Set exercise — Repeat every record below exactly as it appears.

The records —
——

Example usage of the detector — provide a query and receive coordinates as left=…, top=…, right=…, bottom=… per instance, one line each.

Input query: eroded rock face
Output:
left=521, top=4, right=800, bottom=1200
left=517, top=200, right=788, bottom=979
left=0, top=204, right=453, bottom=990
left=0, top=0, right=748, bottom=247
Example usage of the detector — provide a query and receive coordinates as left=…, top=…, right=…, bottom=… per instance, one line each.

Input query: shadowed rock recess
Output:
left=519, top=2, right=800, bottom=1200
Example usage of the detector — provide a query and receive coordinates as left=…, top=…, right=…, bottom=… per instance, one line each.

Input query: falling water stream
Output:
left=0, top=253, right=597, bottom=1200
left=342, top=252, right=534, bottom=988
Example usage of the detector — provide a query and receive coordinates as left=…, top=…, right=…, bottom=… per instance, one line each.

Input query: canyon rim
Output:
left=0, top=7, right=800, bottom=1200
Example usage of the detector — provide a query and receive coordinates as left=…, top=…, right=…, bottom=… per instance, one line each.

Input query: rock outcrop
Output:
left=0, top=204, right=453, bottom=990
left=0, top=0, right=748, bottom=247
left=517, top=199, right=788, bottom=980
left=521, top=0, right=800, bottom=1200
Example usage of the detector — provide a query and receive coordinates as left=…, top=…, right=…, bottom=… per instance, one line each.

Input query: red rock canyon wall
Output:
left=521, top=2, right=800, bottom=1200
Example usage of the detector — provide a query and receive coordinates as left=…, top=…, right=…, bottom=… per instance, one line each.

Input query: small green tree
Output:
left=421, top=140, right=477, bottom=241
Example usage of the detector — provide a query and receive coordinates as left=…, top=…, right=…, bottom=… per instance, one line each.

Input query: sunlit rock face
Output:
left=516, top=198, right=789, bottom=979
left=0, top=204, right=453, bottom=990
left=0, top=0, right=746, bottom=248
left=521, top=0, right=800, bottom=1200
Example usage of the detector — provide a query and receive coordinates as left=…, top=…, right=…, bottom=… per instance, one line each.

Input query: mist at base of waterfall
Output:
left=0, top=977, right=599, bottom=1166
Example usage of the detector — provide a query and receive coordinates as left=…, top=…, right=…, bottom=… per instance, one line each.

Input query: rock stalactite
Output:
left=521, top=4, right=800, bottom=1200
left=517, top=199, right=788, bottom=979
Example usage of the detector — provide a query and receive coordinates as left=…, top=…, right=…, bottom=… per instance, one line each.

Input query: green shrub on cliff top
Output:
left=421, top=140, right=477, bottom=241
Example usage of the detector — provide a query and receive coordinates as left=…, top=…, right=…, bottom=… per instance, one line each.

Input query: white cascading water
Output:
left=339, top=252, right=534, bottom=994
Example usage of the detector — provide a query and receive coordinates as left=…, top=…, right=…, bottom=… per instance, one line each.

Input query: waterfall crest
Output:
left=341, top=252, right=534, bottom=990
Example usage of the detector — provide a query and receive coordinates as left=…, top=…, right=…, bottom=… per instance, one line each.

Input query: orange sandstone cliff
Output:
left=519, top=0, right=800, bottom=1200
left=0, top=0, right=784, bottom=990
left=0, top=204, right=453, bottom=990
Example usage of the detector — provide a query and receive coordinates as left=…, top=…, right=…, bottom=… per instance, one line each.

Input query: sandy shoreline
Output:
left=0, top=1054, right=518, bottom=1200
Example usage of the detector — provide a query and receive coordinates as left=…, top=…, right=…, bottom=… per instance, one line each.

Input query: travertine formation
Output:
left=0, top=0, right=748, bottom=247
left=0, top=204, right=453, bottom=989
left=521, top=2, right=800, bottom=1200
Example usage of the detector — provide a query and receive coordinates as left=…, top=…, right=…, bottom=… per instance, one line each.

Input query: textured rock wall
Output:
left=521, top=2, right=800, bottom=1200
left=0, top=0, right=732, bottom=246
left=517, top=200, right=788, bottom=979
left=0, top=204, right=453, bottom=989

——

Full output —
Example usage of the detector — provide a query and receive coordinates as left=…, top=…, right=…, bottom=… per instance, one line each.

Input query: eroded rock face
Output:
left=521, top=4, right=800, bottom=1200
left=517, top=200, right=788, bottom=979
left=0, top=204, right=453, bottom=990
left=0, top=0, right=748, bottom=247
Example usage of the detector — provide a query and receive coordinates as left=…, top=…, right=…, bottom=… per instance, one line each.

Input query: shadowed rock recess
Output:
left=519, top=2, right=800, bottom=1200
Example usage of the detector — provide a query and receive coordinates as left=…, top=…, right=…, bottom=… per instance, one line each.

Input query: falling water stream
Output:
left=0, top=253, right=597, bottom=1200
left=342, top=252, right=534, bottom=988
Example usage of the detector — provide a query and receive coordinates as left=…, top=…, right=…, bottom=… per instance, one line each.

Input query: canyon rim
Output:
left=0, top=7, right=800, bottom=1200
Example usage of the detector — provide a query and receive coordinates as left=…, top=…, right=…, bottom=… per instance, one line each.

Input query: rock outcrop
Output:
left=0, top=204, right=453, bottom=990
left=0, top=0, right=748, bottom=247
left=517, top=199, right=788, bottom=980
left=521, top=0, right=800, bottom=1200
Example usage of the detector — provide a query and receive coordinates as left=…, top=…, right=…, bottom=… per instance, one line each.

Input query: red rock canyon wall
Output:
left=521, top=2, right=800, bottom=1200
Example usage of the detector — provide a query and receive coordinates as left=…, top=…, right=…, bottom=… per instance, one line each.

Input query: small green tree
Output:
left=421, top=140, right=477, bottom=241
Example usage of the detector — provide a query and receive coordinates as left=…, top=…, right=…, bottom=… per instance, one line each.

Input query: sunlit rock face
Output:
left=516, top=198, right=789, bottom=979
left=0, top=204, right=453, bottom=990
left=0, top=0, right=746, bottom=248
left=521, top=0, right=800, bottom=1200
Example usage of the detector — provide a query and receive coordinates as left=…, top=…, right=…, bottom=… per instance, one line each.

Input query: mist at base of waterfall
Output:
left=0, top=977, right=599, bottom=1166
Example usage of the detector — provide a query and receive coordinates as left=…, top=…, right=…, bottom=… per instance, one line each.

Input query: rock stalactite
Output:
left=521, top=4, right=800, bottom=1200
left=517, top=199, right=788, bottom=979
Example usage of the detector — provide a query and receive coordinates as left=…, top=…, right=…, bottom=… per instance, one line each.

Input query: green shrub on cliff top
Output:
left=421, top=140, right=477, bottom=241
Example usage of the detector — provide a query and receive coordinates as left=…, top=…, right=…, bottom=… per instance, one line each.

Input query: white cascading water
Output:
left=339, top=252, right=534, bottom=994
Example usage of the detector — provide a query and receive coordinates as left=…, top=…, right=…, bottom=… per instance, one line each.

Input query: waterfall crest
Output:
left=341, top=252, right=534, bottom=990
Example usage of the detector — provide a query and receive coordinates as left=…, top=…, right=…, bottom=… per instance, one line each.

Input query: orange sandstone cliff
Output:
left=519, top=0, right=800, bottom=1200
left=0, top=0, right=784, bottom=990
left=0, top=204, right=453, bottom=990
Example usage of the detector — provide a query and receive coordinates as left=…, top=…, right=…, bottom=… per instance, one line each.

Input query: sandy shoreline
Output:
left=0, top=1054, right=518, bottom=1200
Example usage of the detector — provide a query and receive coordinates as left=…, top=…, right=…, bottom=… per instance, one line each.

Input query: travertine formation
Output:
left=0, top=0, right=748, bottom=247
left=0, top=204, right=453, bottom=989
left=521, top=2, right=800, bottom=1200
Example usage of the detector — provide a query and receive coordinates as left=…, top=…, right=…, bottom=… per instance, one line each.

Input query: textured rock wall
Output:
left=521, top=2, right=800, bottom=1200
left=0, top=0, right=732, bottom=246
left=517, top=200, right=788, bottom=979
left=0, top=204, right=453, bottom=989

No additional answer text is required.